*OEFENDOEL*:
Geef alstublieft het vervolg van het nieuwsbericht hieronder over de hervatte Zuid-Koreaanse hulp aan Noord-Korea, te beginnen na de laatste zin.
───── GETOONDE TEKST ─────
Zuid-Korea hervat humanitaire hulp aan het noorden
Ondanks het nucleaire programma van Noord-Korea, heeft de Zuid-Koreaanse regering voor het eerst in bijna twee jaar besloten weer humanitaire hulp naar het stalinistische land te sturen. Via het wereldvoedselprogramma van de Verenigde Naties en Unicef moeten
medicijnen en voedsel ter waarde van ongeveer 6,7 miljoen euro, ondervoede kinderen en zwangere vrouwen in het noorden helpen.
Zuid-Korea staakte de humanitaire hulp na de vierde nucleaire test van het regime van Kim Jong-un in januari vorig jaar. In Noord-Korea leven ruim 25 miljoen mensen. Een deel van de bevolking is afhankelijk van buitenlandse voedselhulp door misoogsten en de slecht geleide economie. Geschat wordt dat zo'n 200.000 kinderen acute hulp nodig hebben.
───── GEGEVENSOVERZICHT ─────
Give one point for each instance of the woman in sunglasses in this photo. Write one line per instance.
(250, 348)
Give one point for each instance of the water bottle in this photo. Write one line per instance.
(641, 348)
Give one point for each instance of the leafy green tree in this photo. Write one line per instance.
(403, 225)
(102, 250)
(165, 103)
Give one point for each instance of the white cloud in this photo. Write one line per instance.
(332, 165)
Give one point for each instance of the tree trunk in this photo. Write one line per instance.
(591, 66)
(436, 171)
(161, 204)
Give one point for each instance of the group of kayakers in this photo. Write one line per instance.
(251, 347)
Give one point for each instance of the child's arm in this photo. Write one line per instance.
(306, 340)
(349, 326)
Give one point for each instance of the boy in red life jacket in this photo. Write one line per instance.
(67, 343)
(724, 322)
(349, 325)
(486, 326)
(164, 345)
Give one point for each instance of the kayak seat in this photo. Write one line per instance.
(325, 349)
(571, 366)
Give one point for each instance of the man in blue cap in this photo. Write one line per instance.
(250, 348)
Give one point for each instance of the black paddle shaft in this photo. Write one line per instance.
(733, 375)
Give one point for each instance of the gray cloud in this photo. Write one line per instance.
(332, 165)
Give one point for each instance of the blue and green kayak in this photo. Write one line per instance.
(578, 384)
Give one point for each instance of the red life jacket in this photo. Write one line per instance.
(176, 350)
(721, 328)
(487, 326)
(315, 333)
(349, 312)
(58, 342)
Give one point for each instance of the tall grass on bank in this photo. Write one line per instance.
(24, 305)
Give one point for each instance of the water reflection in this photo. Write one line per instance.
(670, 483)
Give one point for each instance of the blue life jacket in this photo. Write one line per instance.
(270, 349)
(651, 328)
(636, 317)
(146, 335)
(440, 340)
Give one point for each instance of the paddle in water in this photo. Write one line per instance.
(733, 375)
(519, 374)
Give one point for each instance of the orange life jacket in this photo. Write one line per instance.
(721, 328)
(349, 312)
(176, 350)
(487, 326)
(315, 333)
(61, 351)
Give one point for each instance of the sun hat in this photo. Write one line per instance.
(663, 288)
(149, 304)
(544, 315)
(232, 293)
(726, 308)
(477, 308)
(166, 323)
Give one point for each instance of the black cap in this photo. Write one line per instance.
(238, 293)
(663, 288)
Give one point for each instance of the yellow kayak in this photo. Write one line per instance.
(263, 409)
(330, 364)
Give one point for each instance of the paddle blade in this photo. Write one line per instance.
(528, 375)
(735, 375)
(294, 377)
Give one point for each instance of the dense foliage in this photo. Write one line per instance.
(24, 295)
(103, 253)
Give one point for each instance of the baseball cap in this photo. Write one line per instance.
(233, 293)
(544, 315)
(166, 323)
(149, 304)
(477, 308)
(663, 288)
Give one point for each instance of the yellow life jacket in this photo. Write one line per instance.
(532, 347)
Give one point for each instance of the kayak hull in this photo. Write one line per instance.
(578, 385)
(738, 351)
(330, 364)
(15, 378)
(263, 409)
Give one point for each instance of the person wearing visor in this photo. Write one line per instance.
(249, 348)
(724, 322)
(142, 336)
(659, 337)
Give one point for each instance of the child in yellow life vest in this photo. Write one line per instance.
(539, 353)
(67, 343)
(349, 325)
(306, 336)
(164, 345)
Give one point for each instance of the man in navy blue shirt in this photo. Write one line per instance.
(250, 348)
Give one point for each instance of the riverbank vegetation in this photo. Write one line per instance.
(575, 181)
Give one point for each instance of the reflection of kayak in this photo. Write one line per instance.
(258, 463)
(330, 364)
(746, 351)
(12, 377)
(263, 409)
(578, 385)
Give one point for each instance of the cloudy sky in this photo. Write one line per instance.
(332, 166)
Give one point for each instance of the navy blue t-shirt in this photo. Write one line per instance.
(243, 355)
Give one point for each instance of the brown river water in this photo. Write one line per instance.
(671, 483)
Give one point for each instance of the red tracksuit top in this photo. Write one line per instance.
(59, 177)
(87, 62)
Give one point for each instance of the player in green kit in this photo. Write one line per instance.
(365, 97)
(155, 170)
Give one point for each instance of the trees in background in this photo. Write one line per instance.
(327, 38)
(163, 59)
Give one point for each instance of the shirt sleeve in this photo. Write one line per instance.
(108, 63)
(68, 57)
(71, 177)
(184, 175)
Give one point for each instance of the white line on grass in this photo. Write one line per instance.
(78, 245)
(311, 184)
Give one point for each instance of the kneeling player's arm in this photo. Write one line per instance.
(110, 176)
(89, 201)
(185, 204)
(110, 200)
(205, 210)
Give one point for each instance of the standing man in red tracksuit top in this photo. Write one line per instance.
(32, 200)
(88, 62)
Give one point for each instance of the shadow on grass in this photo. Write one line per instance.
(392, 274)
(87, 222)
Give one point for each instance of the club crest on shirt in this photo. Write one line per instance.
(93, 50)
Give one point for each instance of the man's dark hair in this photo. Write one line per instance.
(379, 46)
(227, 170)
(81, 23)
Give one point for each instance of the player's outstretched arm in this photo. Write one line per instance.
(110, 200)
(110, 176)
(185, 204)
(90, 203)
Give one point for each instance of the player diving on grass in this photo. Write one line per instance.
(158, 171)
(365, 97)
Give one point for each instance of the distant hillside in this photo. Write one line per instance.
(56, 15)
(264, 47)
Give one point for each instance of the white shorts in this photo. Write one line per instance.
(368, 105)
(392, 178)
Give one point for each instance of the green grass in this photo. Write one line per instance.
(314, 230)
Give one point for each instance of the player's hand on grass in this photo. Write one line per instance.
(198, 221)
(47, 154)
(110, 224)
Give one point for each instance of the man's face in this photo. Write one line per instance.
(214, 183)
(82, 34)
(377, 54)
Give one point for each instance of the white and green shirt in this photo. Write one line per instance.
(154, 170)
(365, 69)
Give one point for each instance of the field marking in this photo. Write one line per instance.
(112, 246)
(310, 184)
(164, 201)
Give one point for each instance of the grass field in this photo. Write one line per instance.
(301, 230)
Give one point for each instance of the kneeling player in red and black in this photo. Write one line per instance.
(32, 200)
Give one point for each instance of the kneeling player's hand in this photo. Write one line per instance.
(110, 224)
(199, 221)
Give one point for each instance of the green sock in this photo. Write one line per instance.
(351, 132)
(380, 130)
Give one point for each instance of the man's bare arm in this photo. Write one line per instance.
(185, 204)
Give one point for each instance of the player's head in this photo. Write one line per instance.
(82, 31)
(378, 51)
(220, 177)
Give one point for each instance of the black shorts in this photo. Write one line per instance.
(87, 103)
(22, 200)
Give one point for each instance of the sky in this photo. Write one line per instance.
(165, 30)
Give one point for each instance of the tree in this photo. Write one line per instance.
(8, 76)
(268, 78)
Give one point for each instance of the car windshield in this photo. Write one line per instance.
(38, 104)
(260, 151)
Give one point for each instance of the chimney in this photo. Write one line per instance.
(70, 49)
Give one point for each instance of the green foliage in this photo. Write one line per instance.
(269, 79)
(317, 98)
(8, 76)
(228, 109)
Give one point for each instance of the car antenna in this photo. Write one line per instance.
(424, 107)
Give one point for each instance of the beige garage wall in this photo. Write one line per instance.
─────
*ANTWOORDVELD*:
De in mei geïnstalleerde Zuid-Koreaanse president Moon Jae-in vindt dat de beslissing om humanitaire hulp te sturen niet aan het voortschrijdende nucleaire programma van Noord-Korea moet worden gekoppeld. Daar is niet iedereen het mee eens. Andere Zuid-Koreaanse politici zijn bezorgd dat het de druk op Kim Jong-un ondermijnt. Die is steeds verder opgebouwd door steeds verdergaande VN-sancties, de laatste werden opgelegd na een zesde nucleaire test begin deze maand.
Japan
Ook in andere landen is er kritiek. Volgens persbureau Reuters heeft de Japanse premier Abe de kwestie over de humanitaire hulp vorige week ter sprake gebracht in een telefoongesprek met Moon Jae-in. Noord-Korea lanceerde de afgelopen weken twee raketten die over Japan vlogen, tot woede van de Japanse regering.
Zuid-Korea heeft nog niet besloten wanneer de hulp daadwerkelijk wordt gestuurd. Dat wordt op een later moment bepaald en is "afhankelijk van de relatie tussen beide Korea's". Volgens de regering is het niet mogelijk dat het noorden de hulp kan gebruiken voor zijn leger.